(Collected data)
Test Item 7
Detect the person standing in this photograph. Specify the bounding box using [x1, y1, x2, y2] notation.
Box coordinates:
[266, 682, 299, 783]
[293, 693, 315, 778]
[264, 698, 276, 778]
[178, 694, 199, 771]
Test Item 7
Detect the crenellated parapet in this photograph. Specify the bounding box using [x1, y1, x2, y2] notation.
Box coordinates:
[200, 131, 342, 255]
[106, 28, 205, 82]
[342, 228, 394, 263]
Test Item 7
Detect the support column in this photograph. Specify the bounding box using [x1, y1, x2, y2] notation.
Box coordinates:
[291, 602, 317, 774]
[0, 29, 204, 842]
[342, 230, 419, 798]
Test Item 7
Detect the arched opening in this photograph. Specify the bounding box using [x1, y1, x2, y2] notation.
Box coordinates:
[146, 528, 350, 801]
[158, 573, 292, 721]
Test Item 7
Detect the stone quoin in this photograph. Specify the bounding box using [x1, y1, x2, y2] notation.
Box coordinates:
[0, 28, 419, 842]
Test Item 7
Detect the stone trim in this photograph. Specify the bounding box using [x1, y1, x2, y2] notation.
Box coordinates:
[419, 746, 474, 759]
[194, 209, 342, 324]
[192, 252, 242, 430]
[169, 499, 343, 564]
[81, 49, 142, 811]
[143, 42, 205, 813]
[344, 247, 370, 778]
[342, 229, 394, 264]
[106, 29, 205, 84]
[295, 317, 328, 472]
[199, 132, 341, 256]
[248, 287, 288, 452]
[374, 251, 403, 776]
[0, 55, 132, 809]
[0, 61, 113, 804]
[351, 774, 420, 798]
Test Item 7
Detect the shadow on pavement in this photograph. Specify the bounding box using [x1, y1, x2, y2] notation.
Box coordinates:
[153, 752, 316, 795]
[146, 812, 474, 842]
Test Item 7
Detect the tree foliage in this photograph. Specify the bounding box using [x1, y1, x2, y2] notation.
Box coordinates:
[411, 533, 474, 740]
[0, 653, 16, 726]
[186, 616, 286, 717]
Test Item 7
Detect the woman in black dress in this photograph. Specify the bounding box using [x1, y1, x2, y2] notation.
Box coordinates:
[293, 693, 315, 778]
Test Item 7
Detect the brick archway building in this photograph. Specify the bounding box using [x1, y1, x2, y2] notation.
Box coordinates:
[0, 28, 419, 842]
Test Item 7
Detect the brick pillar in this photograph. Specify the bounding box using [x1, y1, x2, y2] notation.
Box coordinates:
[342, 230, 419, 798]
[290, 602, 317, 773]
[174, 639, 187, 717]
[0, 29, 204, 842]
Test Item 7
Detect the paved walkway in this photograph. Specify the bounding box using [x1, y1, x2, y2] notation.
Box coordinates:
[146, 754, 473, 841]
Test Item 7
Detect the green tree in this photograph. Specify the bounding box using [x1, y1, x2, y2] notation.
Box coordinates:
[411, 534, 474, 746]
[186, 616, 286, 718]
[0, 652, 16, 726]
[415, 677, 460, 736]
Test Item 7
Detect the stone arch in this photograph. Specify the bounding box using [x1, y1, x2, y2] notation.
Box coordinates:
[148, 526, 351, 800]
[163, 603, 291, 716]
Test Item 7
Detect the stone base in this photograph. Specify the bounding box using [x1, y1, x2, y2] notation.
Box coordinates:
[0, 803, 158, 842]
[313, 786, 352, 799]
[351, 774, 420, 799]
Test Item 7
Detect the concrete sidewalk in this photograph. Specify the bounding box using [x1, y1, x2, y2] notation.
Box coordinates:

- Problem to work on -
If a line in the data above contains "brick", return that line.

- Exercise answer -
Detect the brick archway building in this photograph. Specify the bounding box using [x1, y1, x2, y2] notation.
Detect the brick pillar in this photograph. Specify the bounding box using [x1, y1, x2, y2] notation.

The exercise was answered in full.